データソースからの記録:
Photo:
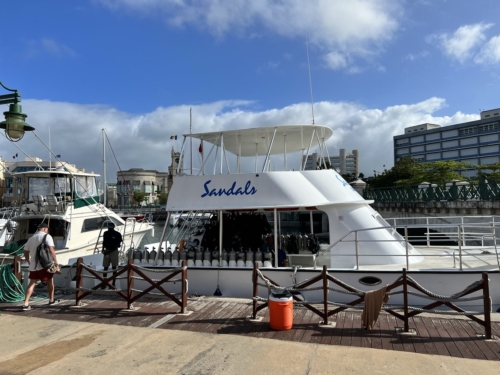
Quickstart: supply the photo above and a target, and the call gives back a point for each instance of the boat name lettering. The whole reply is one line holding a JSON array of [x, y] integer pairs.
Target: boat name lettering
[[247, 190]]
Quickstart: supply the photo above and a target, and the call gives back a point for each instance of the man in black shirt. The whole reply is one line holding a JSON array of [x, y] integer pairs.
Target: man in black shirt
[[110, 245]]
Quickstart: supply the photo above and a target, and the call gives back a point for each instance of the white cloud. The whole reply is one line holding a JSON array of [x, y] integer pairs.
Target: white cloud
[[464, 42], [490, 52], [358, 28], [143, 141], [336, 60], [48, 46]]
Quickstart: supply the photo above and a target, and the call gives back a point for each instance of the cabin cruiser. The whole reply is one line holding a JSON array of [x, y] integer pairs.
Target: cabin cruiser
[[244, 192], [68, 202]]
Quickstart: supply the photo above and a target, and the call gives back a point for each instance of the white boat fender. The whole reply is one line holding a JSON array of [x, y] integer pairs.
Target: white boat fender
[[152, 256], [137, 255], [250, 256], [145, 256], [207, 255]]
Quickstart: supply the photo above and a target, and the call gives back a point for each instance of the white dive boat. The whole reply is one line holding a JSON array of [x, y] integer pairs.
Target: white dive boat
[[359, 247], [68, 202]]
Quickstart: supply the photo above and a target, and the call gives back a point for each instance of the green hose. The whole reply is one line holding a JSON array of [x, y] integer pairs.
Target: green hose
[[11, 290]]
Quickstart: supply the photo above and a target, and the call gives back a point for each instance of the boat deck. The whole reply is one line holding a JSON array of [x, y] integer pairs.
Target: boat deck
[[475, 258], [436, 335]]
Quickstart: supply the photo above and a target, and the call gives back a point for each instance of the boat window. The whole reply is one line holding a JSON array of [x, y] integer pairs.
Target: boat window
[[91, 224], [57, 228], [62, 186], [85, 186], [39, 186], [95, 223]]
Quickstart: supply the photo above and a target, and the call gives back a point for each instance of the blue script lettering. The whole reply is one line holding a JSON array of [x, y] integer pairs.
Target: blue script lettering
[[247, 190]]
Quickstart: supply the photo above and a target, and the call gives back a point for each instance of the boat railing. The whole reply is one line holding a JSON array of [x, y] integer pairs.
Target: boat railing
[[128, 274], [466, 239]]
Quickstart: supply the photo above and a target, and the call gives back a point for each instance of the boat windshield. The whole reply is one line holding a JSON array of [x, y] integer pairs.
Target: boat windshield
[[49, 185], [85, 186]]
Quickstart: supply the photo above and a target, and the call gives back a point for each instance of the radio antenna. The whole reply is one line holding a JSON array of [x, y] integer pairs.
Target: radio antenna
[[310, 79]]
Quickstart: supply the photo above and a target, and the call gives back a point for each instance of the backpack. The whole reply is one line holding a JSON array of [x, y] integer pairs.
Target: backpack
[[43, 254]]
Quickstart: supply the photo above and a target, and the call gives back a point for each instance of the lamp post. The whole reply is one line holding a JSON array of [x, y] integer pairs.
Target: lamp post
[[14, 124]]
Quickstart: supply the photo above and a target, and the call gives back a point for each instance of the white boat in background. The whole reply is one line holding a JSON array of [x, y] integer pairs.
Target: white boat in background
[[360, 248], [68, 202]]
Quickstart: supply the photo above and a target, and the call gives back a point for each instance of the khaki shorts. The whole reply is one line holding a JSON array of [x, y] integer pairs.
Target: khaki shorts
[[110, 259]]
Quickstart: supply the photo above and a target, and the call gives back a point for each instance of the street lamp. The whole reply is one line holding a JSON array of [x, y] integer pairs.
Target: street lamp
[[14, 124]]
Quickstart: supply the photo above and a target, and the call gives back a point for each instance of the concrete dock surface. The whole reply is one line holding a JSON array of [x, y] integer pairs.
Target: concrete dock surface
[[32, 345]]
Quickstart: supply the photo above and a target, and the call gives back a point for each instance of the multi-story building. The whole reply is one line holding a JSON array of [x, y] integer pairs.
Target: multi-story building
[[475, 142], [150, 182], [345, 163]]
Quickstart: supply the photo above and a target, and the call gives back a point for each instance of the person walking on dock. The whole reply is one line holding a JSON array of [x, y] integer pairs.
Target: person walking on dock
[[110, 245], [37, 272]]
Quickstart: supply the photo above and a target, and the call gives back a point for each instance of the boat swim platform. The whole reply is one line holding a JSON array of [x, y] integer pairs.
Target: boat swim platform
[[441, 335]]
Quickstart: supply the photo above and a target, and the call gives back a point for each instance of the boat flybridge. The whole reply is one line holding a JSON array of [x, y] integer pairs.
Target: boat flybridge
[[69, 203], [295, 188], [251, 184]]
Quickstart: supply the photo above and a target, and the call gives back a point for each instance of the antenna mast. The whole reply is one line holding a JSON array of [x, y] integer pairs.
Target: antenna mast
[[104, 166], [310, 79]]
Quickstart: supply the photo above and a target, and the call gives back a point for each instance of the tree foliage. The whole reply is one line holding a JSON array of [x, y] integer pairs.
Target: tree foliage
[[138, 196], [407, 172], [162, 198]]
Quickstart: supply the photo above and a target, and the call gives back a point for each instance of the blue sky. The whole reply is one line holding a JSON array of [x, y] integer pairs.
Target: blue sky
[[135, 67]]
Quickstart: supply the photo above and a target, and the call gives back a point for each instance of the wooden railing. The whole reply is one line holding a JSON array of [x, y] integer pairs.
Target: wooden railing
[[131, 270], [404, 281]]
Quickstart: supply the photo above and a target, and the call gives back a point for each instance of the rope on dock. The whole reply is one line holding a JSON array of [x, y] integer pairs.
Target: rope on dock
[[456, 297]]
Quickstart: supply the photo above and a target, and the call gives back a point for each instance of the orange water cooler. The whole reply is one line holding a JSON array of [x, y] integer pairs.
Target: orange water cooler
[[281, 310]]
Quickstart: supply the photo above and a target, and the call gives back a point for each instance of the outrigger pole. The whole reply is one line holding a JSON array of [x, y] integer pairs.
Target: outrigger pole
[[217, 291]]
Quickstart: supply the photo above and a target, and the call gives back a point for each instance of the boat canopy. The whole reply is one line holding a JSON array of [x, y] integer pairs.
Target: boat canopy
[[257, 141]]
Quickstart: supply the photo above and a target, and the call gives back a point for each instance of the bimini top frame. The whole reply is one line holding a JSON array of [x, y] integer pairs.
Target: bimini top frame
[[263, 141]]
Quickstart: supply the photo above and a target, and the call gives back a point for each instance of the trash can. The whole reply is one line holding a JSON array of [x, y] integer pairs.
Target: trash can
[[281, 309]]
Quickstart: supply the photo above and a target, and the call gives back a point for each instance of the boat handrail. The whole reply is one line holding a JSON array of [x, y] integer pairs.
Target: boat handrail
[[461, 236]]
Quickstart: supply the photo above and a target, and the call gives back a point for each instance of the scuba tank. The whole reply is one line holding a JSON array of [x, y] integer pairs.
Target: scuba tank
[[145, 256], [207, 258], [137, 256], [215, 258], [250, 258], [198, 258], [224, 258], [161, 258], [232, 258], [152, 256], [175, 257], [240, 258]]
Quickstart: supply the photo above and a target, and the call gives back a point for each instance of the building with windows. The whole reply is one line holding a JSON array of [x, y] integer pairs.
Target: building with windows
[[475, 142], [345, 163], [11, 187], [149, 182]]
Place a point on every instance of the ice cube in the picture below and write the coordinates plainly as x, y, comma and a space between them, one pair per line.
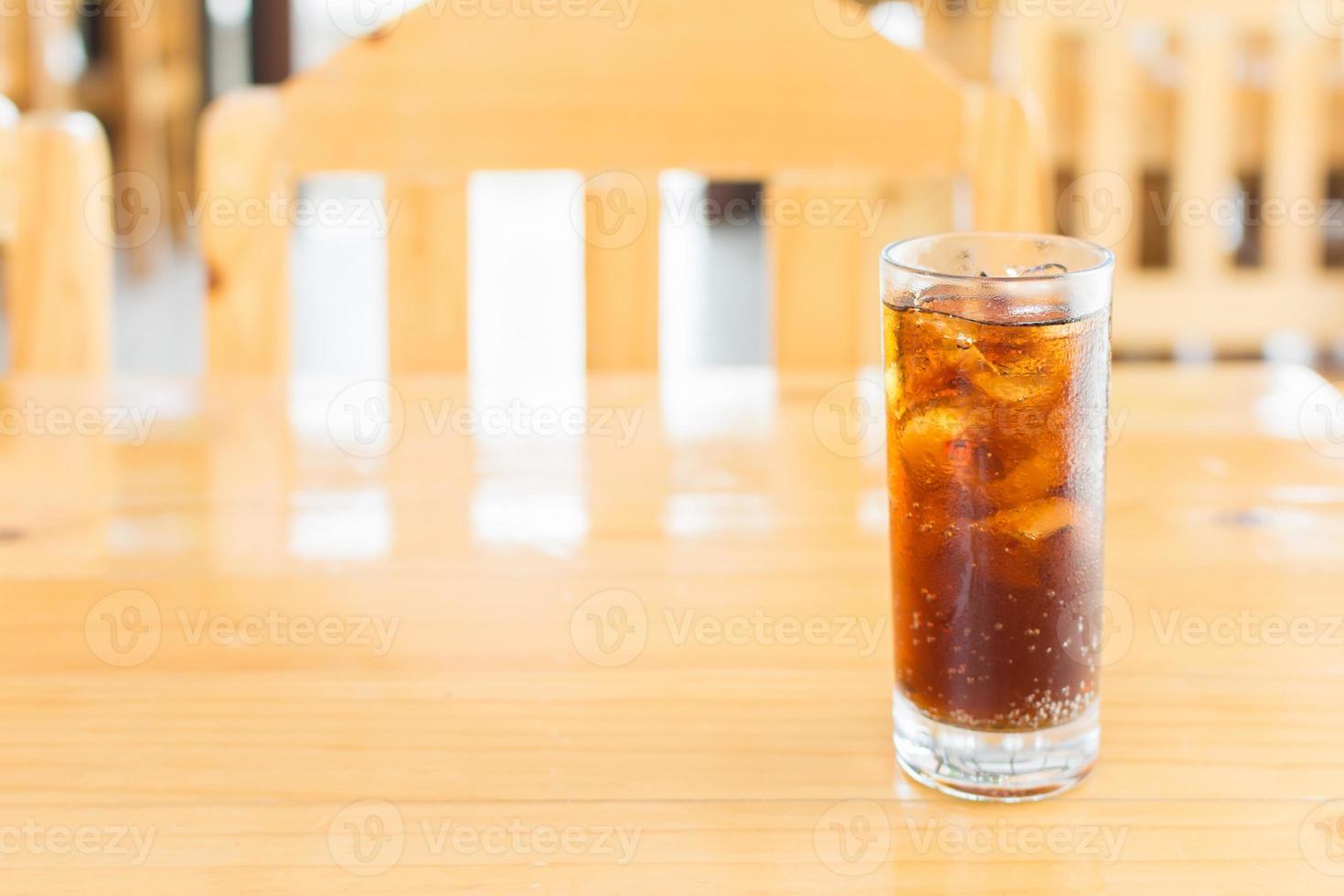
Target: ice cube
==
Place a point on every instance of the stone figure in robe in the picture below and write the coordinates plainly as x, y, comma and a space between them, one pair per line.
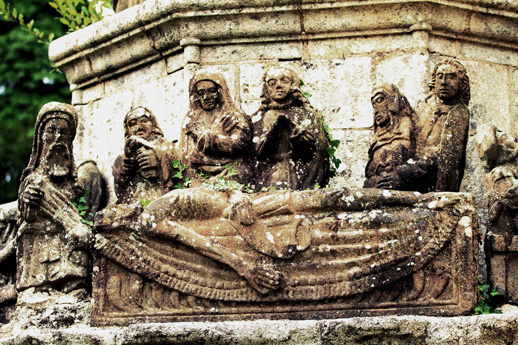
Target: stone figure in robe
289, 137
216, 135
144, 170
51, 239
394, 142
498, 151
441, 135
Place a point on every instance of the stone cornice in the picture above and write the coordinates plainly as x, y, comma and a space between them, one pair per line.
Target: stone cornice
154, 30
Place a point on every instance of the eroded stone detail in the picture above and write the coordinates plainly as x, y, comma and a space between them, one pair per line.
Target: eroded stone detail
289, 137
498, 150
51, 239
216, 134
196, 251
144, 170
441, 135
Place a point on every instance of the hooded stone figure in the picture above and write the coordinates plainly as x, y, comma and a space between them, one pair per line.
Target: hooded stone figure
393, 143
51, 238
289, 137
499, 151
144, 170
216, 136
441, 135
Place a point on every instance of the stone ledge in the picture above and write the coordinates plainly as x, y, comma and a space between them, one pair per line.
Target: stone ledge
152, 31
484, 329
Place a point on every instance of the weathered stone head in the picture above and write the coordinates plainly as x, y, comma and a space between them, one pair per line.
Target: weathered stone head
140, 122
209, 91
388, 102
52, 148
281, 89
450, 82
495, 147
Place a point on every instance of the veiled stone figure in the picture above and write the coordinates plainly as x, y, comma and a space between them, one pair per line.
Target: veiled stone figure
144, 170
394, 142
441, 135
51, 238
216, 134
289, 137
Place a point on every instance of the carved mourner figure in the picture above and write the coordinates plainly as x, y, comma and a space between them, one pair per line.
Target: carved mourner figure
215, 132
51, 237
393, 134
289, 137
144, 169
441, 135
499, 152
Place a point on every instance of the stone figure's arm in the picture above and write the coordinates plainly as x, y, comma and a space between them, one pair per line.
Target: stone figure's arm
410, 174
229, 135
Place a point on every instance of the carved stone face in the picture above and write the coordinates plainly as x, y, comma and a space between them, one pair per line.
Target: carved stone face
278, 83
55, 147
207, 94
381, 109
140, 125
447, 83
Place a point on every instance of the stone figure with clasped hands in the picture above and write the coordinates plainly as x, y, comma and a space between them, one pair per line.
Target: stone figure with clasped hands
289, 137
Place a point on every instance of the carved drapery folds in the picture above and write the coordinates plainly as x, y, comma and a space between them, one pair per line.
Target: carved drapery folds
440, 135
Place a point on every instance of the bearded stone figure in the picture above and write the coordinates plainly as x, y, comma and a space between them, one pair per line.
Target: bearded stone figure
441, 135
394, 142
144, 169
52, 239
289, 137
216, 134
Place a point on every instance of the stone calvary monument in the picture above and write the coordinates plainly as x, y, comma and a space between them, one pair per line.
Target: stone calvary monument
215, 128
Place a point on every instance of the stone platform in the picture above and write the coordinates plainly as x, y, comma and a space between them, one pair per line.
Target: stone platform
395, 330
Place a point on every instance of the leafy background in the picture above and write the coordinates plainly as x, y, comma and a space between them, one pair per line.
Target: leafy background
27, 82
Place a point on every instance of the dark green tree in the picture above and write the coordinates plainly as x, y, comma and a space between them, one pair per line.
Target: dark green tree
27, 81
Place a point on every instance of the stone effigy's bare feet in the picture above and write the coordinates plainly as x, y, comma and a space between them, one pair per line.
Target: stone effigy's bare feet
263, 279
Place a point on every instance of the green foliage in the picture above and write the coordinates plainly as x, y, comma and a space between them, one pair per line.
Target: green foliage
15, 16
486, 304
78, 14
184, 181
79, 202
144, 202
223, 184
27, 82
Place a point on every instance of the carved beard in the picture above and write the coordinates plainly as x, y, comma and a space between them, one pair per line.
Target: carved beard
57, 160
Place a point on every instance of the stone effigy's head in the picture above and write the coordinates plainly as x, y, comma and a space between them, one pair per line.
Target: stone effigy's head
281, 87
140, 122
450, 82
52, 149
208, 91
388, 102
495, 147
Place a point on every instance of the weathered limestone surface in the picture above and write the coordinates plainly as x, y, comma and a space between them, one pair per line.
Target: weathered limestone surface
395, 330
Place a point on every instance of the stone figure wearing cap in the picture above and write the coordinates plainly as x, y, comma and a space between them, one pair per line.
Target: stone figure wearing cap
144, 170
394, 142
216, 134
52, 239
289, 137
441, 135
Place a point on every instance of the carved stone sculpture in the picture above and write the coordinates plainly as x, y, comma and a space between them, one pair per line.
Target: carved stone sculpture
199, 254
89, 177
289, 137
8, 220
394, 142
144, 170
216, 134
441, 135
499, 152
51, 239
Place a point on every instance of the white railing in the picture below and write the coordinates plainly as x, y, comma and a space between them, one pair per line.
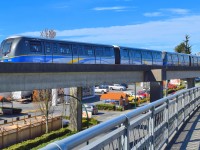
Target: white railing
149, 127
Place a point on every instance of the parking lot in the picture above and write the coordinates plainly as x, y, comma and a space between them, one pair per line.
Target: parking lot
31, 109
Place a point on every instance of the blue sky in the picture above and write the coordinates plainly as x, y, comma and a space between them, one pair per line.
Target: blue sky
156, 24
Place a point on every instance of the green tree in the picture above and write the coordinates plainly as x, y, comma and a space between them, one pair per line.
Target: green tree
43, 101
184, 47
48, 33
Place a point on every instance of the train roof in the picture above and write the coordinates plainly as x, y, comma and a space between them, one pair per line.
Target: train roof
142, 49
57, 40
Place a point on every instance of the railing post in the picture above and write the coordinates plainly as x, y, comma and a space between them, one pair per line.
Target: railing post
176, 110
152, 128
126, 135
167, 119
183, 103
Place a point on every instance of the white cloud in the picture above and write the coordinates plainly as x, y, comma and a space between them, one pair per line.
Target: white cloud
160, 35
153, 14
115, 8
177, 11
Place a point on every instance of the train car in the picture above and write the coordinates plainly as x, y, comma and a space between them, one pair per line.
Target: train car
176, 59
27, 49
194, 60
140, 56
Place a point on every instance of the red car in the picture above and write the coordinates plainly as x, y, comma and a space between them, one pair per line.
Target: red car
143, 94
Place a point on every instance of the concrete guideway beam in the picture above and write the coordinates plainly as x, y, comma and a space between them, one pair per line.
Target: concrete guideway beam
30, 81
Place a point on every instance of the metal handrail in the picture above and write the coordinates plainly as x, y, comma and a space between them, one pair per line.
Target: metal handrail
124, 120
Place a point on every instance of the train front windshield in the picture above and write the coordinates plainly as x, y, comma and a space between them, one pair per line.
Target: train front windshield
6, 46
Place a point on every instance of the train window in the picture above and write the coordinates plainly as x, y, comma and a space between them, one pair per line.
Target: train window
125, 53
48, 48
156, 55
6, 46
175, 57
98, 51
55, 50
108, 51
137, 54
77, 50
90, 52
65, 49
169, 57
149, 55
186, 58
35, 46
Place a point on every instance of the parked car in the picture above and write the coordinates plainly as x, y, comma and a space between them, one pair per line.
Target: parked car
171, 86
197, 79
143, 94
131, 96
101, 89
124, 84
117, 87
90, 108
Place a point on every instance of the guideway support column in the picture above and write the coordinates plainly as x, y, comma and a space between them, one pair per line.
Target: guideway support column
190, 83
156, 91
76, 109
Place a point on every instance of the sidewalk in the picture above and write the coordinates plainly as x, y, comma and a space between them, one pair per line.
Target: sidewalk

課題:
「of the khaki」を含む行から始め、「[[110, 259]]」を含む行までを書き換えなさい。その範囲の行だけを示し、「Quickstart」を「Overview」に置き換えて、ほかの部分はすべてそのまま残すこと。

解答:
Overview: supply the photo above and a target, and the call gives back a point for each instance of the khaki shorts. The whole reply is one line holding a JSON array of [x, y] integer pairs.
Target: khaki shorts
[[110, 259]]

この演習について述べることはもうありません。